"""

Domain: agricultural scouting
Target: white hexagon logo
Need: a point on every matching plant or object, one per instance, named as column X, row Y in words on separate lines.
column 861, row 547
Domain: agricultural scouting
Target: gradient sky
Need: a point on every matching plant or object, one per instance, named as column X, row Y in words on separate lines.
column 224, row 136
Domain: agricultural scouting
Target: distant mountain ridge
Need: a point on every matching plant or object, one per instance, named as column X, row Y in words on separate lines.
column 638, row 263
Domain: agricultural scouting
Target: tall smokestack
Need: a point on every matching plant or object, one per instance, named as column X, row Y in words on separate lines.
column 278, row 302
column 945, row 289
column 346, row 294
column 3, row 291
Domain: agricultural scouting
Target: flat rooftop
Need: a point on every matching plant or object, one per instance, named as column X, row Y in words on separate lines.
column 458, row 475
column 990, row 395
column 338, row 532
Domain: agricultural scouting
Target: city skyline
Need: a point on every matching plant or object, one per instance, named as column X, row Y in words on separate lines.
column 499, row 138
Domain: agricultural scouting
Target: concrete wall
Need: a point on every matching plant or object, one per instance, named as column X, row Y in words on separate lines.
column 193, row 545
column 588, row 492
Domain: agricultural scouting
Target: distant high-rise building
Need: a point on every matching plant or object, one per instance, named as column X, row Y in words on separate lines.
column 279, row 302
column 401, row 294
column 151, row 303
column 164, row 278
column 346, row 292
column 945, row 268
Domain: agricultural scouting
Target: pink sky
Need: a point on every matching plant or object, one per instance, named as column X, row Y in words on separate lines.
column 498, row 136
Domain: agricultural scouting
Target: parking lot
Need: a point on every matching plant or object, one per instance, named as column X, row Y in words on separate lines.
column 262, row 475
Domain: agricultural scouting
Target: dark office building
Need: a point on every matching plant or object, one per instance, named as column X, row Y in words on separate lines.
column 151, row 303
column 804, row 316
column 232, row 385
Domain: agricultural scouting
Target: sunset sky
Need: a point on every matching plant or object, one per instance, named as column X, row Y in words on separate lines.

"""

EXERCISE REQUIREMENTS:
In the entries above, find each line with the word "Target" and show it.

SOLUTION TO THIS TASK:
Target: white hexagon logo
Target: gradient sky
Target: distant mountain ridge
Target: tall smokestack
Target: flat rooftop
Target: city skyline
Target: concrete wall
Target: distant high-rise building
Target: pink sky
Target: parking lot
Target: dark office building
Target: sunset sky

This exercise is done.